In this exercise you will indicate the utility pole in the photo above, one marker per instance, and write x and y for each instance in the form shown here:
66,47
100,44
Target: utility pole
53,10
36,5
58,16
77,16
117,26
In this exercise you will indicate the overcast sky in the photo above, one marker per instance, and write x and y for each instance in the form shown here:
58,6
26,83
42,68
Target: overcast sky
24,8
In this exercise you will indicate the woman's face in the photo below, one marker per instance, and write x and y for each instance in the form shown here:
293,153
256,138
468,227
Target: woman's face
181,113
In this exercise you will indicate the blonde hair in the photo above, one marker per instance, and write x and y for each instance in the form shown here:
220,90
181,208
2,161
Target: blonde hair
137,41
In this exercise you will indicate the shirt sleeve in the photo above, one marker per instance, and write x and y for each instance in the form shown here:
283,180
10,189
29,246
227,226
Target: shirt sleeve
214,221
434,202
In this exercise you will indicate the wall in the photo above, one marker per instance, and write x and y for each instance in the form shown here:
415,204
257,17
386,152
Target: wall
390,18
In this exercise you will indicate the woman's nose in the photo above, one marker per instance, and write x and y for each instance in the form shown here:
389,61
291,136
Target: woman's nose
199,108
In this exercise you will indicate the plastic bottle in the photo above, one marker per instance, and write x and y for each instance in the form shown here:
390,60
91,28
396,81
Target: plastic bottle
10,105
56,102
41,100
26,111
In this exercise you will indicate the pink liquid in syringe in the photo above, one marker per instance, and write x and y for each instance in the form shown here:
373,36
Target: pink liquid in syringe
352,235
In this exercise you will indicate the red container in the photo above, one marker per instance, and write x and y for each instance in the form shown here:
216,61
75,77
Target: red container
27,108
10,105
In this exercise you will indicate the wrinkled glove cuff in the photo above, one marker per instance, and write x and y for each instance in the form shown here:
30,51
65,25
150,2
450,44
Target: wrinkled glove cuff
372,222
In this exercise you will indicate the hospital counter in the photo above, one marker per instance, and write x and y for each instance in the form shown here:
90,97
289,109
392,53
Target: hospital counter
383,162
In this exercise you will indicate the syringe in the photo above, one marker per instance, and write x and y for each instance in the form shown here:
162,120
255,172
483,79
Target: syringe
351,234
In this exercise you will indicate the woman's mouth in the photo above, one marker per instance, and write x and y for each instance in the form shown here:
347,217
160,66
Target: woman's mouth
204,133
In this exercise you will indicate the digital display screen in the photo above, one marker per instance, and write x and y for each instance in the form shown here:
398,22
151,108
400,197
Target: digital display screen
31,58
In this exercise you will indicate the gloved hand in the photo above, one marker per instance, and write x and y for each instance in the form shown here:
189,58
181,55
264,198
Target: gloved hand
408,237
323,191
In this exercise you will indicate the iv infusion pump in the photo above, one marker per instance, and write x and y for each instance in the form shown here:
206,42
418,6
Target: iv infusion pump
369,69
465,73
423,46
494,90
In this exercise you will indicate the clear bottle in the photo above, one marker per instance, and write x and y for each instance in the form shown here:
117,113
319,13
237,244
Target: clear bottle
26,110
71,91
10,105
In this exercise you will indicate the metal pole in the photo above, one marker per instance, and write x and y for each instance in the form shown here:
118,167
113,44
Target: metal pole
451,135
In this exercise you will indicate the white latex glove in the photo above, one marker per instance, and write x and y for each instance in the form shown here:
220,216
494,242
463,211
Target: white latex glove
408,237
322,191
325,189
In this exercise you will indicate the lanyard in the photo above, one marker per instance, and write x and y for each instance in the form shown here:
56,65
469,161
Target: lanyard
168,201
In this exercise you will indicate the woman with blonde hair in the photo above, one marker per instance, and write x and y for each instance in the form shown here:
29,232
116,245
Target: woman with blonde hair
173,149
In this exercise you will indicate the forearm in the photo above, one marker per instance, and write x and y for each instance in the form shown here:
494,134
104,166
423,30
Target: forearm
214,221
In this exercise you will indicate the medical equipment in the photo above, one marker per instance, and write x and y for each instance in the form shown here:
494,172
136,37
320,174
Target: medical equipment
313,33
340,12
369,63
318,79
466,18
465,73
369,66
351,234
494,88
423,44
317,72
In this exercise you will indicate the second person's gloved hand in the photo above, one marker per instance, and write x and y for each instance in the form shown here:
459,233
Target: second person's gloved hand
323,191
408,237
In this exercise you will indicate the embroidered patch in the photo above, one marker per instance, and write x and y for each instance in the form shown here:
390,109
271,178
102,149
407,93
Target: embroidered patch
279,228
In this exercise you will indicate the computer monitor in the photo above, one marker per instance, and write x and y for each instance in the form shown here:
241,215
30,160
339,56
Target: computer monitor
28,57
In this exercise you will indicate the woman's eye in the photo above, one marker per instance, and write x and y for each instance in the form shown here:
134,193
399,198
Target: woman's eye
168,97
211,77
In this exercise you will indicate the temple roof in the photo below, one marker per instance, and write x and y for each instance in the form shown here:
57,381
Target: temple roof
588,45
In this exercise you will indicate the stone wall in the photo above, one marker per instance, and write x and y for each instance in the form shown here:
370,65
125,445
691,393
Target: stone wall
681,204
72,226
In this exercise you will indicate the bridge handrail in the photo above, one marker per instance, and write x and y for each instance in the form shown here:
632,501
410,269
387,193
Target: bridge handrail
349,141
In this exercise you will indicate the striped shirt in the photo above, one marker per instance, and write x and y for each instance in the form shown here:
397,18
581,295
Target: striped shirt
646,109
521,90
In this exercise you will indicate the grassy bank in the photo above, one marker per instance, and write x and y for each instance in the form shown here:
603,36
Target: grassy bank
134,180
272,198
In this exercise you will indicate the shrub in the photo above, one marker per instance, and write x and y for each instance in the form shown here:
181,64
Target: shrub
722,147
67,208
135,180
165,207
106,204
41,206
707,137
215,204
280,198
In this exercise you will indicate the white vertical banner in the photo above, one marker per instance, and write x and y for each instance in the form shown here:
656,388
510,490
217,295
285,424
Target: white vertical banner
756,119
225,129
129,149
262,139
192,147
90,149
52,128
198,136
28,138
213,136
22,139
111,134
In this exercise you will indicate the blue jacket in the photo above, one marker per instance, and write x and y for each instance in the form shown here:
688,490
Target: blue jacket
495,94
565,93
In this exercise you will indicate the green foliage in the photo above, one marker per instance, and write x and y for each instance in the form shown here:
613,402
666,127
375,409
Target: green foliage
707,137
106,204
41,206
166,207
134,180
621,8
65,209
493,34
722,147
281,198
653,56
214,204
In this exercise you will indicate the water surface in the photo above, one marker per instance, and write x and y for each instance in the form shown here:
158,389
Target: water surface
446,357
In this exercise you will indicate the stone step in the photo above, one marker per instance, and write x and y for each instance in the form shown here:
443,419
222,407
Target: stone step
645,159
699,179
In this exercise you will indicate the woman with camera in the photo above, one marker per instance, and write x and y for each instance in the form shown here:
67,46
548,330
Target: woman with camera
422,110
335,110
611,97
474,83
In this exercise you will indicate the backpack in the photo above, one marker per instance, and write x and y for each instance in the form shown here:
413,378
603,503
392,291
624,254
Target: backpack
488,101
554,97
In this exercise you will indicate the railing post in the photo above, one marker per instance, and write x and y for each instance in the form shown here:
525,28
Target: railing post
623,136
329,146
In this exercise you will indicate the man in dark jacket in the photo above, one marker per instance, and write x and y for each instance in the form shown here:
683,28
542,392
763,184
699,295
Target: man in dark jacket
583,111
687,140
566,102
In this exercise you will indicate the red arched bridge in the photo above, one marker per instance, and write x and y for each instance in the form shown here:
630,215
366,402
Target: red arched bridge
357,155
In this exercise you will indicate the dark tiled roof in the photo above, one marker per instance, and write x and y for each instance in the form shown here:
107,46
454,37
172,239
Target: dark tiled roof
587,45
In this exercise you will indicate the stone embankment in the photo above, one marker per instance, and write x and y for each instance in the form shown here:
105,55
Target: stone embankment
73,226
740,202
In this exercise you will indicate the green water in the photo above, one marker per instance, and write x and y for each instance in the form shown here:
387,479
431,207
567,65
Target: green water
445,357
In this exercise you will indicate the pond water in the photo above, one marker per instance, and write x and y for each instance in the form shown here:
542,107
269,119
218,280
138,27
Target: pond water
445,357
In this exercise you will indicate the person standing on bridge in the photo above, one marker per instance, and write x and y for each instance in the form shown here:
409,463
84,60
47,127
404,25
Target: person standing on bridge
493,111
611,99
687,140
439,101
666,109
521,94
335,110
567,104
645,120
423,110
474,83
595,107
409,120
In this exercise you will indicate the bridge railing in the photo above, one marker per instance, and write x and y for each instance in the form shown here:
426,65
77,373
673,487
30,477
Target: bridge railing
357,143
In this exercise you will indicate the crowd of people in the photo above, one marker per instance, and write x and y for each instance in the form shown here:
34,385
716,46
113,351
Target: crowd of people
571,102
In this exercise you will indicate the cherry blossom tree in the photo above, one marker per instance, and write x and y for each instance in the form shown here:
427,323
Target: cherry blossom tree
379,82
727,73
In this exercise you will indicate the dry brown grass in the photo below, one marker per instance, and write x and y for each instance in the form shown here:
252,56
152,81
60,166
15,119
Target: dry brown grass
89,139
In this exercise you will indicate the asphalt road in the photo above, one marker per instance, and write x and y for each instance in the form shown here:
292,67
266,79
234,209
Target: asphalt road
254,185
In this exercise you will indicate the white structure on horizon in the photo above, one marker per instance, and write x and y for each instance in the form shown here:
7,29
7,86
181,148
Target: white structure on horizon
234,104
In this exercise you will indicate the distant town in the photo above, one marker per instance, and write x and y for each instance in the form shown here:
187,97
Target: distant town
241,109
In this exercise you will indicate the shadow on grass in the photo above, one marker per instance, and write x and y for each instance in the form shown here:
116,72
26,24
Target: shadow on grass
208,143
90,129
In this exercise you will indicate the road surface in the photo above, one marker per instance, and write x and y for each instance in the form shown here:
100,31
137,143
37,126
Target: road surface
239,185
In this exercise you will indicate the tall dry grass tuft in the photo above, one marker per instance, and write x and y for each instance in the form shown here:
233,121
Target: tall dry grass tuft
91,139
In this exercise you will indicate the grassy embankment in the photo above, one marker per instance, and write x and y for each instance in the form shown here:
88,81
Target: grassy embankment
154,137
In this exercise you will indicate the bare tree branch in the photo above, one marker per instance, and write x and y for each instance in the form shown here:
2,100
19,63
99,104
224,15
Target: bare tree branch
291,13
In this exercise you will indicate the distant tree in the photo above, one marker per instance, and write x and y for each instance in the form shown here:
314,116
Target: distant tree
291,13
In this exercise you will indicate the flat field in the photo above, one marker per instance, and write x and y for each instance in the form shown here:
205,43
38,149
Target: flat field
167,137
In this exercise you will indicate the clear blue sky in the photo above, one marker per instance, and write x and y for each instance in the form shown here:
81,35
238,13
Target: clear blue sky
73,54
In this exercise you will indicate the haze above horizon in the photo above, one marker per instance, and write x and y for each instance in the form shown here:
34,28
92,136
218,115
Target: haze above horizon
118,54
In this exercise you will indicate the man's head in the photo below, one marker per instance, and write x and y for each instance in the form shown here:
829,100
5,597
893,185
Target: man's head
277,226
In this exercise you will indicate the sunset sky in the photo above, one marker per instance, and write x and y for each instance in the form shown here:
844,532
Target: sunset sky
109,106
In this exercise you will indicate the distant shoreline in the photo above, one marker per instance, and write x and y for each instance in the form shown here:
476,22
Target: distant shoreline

--

**EXERCISE AIM**
Go through the records and work out how many lines contain the string "shoreline". The answer should be that number alone.

**TASK ANSWER**
2